GIVEN PROBLEM
Rewrite every line of the rows below as a numbered list, skipping blank lines and leaving out the pictures.

## START DATA SUPPLIED

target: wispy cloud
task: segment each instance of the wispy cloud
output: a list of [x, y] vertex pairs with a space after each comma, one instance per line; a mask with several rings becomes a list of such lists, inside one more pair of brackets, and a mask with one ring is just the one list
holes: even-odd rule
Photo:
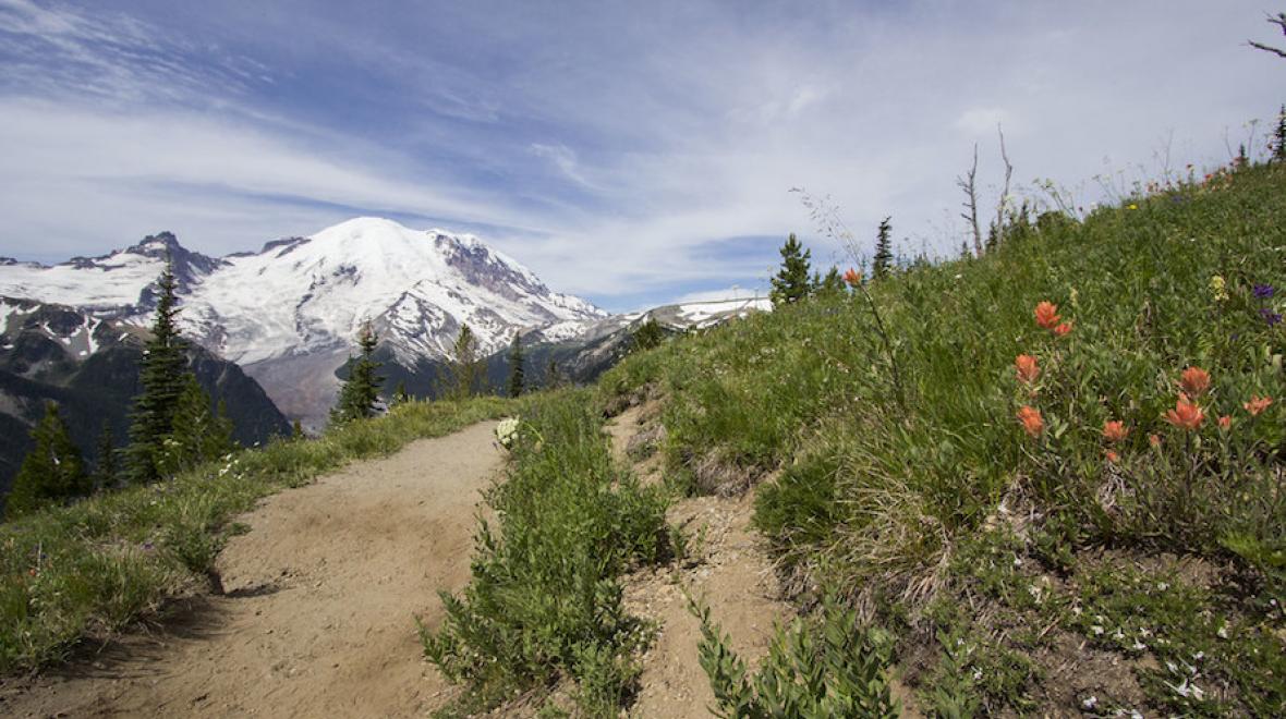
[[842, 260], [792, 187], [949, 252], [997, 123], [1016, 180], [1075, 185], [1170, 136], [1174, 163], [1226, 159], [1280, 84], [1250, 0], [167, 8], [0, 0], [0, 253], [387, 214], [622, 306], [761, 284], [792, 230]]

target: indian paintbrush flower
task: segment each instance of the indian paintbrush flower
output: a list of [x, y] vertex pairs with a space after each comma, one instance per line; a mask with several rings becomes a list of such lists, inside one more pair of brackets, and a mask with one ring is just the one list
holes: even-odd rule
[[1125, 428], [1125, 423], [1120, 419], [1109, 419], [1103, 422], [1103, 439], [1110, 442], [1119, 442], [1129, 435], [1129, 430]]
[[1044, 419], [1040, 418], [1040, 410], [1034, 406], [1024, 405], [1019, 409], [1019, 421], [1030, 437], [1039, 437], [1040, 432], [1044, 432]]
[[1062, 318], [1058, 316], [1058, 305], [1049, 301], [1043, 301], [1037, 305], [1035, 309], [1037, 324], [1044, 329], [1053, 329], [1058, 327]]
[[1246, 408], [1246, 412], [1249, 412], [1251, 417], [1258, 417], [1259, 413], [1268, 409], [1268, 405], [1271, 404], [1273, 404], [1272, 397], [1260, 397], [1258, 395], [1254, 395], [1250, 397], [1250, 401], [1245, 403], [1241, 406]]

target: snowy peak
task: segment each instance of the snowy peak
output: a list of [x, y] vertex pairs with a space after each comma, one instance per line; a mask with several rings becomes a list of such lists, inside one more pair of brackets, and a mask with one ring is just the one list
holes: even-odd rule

## END DATA SUPPLIED

ANSWER IN FULL
1. target: wispy cloud
2. task: segment each instance of the wispy cloud
3. output: a list of [x, y] vertex pairs with a space after each comma, one instance per line; a mask with several rings becomes a list of such lists, inside one more pair of brackets, and a mask with one ring is just the one list
4. holes: even-odd rule
5. Photo:
6. [[842, 260], [792, 187], [949, 252], [997, 123], [1016, 180], [1075, 185], [1170, 136], [1174, 163], [1226, 159], [1280, 84], [1250, 0], [167, 8], [0, 0], [0, 253], [387, 214], [622, 306], [761, 284], [792, 230]]
7. target: indian paintbrush flower
8. task: segment each instance of the indian paintbrush flower
9. output: a list of [x, y] vertex pairs with a space after each comma, one instance per line; a mask with several rings becomes a list of such lists, inside one more pair of brackets, and a mask with one ring is just the one list
10. holes: even-odd rule
11. [[1125, 428], [1125, 423], [1120, 419], [1109, 419], [1103, 422], [1103, 439], [1110, 442], [1119, 442], [1129, 435], [1129, 430]]
12. [[1044, 419], [1040, 418], [1040, 410], [1034, 406], [1024, 405], [1019, 409], [1019, 421], [1030, 437], [1039, 437], [1040, 432], [1044, 432]]
13. [[1062, 318], [1058, 316], [1058, 305], [1049, 301], [1043, 301], [1037, 305], [1035, 309], [1037, 324], [1044, 329], [1053, 329], [1058, 327]]
14. [[1246, 408], [1246, 412], [1249, 412], [1251, 417], [1258, 417], [1259, 413], [1268, 409], [1268, 405], [1271, 404], [1273, 404], [1272, 397], [1260, 397], [1258, 395], [1254, 395], [1250, 397], [1250, 401], [1245, 403], [1241, 406]]
15. target: snowy peak
16. task: segment each instance of the snowy peak
17. output: a list of [x, y] vertex pairs with a space after each comma, one instance per line; a mask with several rings becomes a list of such lists, inside one more pair of brackets, and a mask with one ring is just the one list
18. holes: even-odd rule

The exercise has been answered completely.